(Phrase grounding data)
BEGIN

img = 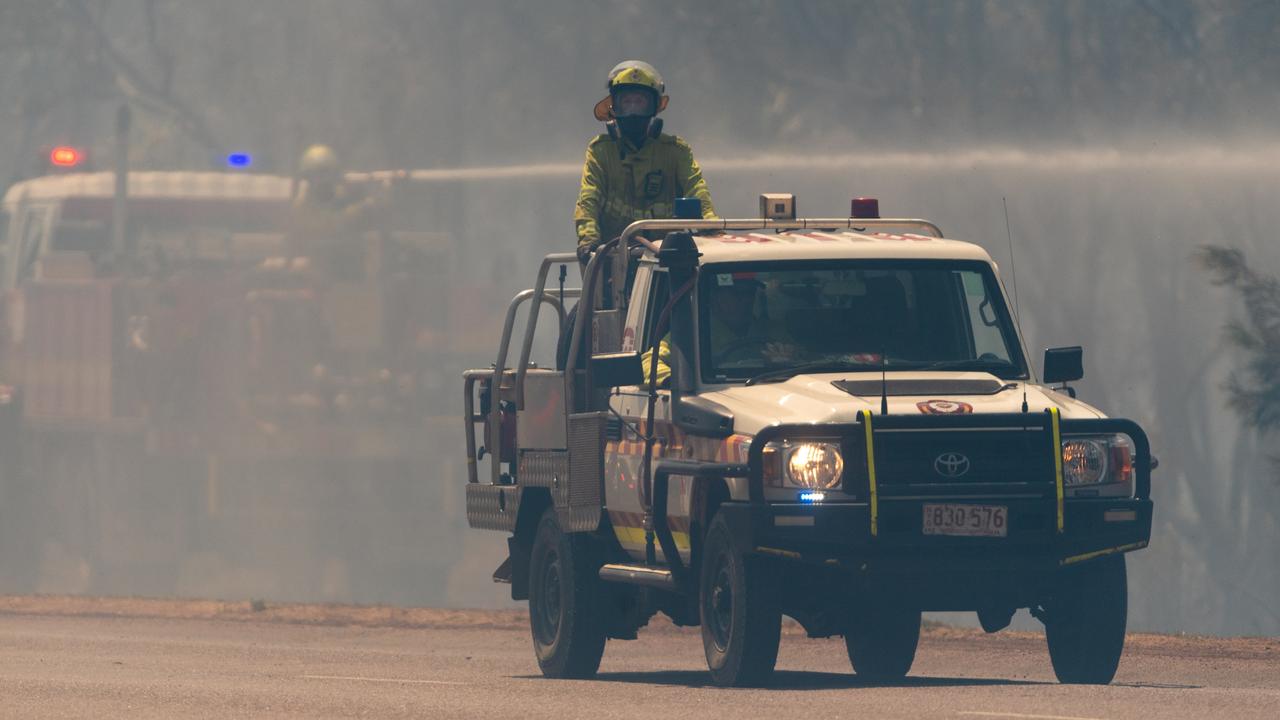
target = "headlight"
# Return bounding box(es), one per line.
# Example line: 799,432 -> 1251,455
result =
785,442 -> 844,489
1062,434 -> 1135,497
1062,439 -> 1108,486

END

**Task to complete**
The entries above need to be printed again exactly; please exclude all pictures.

**Expected answer**
img = 
target = "headlight"
# Return bounding box(es), one per line.
# Example line: 799,432 -> 1251,455
result =
785,442 -> 844,489
1062,434 -> 1135,497
1062,439 -> 1108,486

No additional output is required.